Records for this task —
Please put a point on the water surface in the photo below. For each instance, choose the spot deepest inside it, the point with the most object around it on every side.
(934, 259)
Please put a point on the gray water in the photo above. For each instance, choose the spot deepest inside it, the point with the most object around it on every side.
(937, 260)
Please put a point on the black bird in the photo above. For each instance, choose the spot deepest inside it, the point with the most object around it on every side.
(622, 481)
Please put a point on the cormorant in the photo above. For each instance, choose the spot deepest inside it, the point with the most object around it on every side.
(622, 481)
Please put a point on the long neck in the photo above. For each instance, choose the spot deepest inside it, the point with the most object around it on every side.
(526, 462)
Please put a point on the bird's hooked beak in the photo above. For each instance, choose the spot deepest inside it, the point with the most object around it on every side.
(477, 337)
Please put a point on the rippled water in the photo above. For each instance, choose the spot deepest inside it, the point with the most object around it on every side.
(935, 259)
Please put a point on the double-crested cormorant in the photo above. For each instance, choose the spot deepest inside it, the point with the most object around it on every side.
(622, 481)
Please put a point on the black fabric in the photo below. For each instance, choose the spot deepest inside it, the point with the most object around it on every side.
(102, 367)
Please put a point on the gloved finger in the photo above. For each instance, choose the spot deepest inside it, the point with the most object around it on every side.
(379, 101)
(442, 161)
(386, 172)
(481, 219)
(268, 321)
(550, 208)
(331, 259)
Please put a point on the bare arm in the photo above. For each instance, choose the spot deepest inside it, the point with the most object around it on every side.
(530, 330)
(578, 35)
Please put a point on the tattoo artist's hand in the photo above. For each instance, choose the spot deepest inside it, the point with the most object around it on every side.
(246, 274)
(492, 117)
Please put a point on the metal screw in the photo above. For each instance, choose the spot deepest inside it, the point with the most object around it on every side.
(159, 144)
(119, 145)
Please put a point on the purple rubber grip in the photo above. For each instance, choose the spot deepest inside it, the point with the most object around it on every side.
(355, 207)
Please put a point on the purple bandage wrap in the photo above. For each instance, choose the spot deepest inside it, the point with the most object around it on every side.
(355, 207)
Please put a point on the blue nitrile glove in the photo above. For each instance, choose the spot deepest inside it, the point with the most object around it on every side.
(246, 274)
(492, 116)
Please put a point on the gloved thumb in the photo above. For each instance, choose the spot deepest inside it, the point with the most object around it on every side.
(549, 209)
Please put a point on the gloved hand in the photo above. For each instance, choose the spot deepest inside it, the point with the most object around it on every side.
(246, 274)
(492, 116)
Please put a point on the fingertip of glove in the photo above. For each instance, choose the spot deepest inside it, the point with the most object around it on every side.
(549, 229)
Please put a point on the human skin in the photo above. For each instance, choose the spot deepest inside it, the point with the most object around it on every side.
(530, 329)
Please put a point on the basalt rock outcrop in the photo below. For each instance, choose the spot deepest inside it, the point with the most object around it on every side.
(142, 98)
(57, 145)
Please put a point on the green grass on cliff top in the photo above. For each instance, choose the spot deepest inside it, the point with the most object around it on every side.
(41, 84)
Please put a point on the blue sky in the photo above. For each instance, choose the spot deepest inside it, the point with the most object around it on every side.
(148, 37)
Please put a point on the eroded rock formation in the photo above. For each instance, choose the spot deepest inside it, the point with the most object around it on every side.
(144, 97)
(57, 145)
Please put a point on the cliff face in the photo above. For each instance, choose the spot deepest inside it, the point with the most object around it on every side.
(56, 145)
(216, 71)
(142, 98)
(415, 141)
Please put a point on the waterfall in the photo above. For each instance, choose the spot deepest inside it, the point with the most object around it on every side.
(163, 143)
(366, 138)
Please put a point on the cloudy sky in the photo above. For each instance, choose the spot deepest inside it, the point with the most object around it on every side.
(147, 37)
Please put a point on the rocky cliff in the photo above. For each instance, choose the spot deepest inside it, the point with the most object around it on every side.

Your objective —
Rewrite the entire listing above, substituting "place a marker on" for each occurrence of "put a point on" and leaving every other part unchanged.

Result for this exercise —
Please place a marker on the water surface in the photo below. For each instance, choose the spot deepest inside it, the point with the most object around it on every side.
(934, 259)
Please place a marker on the gray water in the photo above. For each instance, choose the spot deepest inside it, the point with the most object around it on every side.
(937, 260)
Please place a marker on the black bird in the photo above. For each instance, choose the spot deepest inside it, the point with the most object around it on every side.
(622, 481)
Please place a marker on the cormorant in the photo above. For each instance, choose the spot deepest inside it, the point with the most object around it on every side.
(622, 481)
Please place a marker on the long neck in the photo above. For each instance, choose the spot deepest inside it, the point with the most object around it on every side.
(526, 462)
Please place a marker on the bird's hooked beak in the photo above. For each instance, choose the spot deepest inside it, the point with the most object around it on every side.
(477, 337)
Please place a marker on the rippled water in the photo above. For each instance, choose the spot deepest inside it, the point with the most object around it on every side.
(935, 259)
Please place a marker on the double-crested cormorant in the photo above. For each instance, choose the spot deepest inside it, the point with the most object around it on every side.
(622, 481)
Please place a marker on the black fabric in the photo below. For each instance, choose the spot deepest inside it, the point with the most object around it on every side.
(102, 367)
Please place a marker on the gloved finger in the photo above. For each instance, choose the spot deepest inside it, the point with the most object around it on every side.
(379, 101)
(442, 161)
(386, 172)
(481, 219)
(268, 321)
(550, 208)
(331, 259)
Please place a marker on the bare arm in the photo above. For each instance, choose the spot deepest inside it, the point with the most object around it on every side.
(530, 330)
(578, 35)
Please place a marker on the tattoo artist's hand in the photo above. For each instance, choose the spot deepest inside it, the point with the most object around it on every side.
(246, 274)
(492, 117)
Please place a marker on the metal screw in the photo above. For each instance, choose the spot deepest inside it, the point with the most object around it on every side.
(159, 144)
(119, 145)
Please place a marker on the purple rubber grip in the photo above. For each instance, choose the spot deepest inside it, the point with the most object around it on every side.
(355, 207)
Please place a marker on the purple bandage wrap in the photo above. For each instance, choose the spot deepest inside it, the point with the most object around it on every side.
(355, 207)
Please place a marker on the blue nitrile glove in the photo above. For each instance, choose the spot deepest inside it, the point with the most object around it on every side.
(246, 274)
(492, 116)
Please place a marker on the gloved thumb in the photo above. For each instance, choose the spot deepest inside it, the point with the most object around it on every side.
(549, 209)
Please place a marker on the gloved hand in the photo above. For each instance, choose the spot deepest inside it, the point with the most object around it on every side.
(246, 274)
(492, 116)
Please place a marker on the fingertip of glove in the photo above. For each instance, choose the spot deepest inside it, the point with the most object around it on every side.
(549, 229)
Please place a marker on the human skin in the photo above. For each instance, choose the spot deepest inside it, the point with the most object around it on every side.
(530, 329)
Please place a marker on the basalt rock outcrop in the photo below. For each instance, choose the spot deepest inside it, the point with the most object around it on every side.
(142, 98)
(57, 145)
Please place a marker on the green grass on cliff top in the photo above. For each instance, choose the spot deepest inside it, the point with the most object around it on every side.
(41, 84)
Please place a marker on the blue sky in the photo above. For each instance, choose the spot deepest inside it, the point with the most object around it on every side.
(148, 37)
Please place a marker on the eroded rock formation in the photo above. For each instance, choose the spot deepest inside it, the point with the most object around it on every side.
(144, 97)
(57, 145)
Please place a marker on the cliff face in the photo above. For each instance, choose the spot deepest inside it, the point with the most object around it on every side.
(56, 145)
(216, 71)
(142, 98)
(415, 141)
Please place a marker on the waterfall in the photo above. For each instance, choose the spot deepest inside it, the point with the most object around it on every side.
(163, 143)
(366, 138)
Please place a marker on the cloudy sky in the photo above. For each instance, choose the spot deepest inside it, the point with the most object around it on every side.
(147, 37)
Please place a marker on the rocky cliff in the photo above. For each instance, choose the spot deepest inside it, the point with the most object around it on every side.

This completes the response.